▶ **Required work**:
Please retype the listing from the line containing "Where can the white house" up to and including the line containing "<point>243,413</point>", with each line unchanged and nothing else added.

▶ **Entries shown**:
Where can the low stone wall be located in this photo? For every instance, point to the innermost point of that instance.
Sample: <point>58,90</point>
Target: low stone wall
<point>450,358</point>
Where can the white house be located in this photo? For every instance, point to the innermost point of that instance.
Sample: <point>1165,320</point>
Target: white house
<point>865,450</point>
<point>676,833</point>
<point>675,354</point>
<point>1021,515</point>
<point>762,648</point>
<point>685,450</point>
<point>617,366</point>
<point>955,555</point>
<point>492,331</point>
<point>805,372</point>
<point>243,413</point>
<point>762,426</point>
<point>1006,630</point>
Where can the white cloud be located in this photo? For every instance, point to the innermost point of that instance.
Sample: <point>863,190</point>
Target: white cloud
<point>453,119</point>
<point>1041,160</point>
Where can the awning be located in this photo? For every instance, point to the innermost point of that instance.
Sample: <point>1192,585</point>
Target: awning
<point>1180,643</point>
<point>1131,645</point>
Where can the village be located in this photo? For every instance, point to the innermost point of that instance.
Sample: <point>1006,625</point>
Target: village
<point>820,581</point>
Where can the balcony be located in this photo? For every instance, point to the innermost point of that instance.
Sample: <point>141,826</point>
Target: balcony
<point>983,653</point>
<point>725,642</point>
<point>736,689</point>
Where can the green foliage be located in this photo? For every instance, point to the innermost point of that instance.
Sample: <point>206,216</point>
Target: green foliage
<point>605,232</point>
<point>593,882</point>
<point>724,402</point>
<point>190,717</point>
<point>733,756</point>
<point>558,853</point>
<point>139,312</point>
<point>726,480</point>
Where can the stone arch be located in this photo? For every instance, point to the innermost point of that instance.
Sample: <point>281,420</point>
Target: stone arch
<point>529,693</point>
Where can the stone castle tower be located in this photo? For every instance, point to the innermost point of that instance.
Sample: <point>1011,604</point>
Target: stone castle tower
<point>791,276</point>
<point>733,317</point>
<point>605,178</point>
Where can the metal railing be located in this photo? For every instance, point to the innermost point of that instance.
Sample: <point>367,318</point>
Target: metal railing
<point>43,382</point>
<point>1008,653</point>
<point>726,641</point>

▶ **Solution for this problem**:
Where can the white house be located in this photo? For every instance, point to the innermost point of that instance.
Sample: <point>1165,320</point>
Target: white house
<point>865,450</point>
<point>676,833</point>
<point>675,354</point>
<point>1021,515</point>
<point>762,648</point>
<point>685,450</point>
<point>617,366</point>
<point>955,555</point>
<point>492,331</point>
<point>805,372</point>
<point>243,413</point>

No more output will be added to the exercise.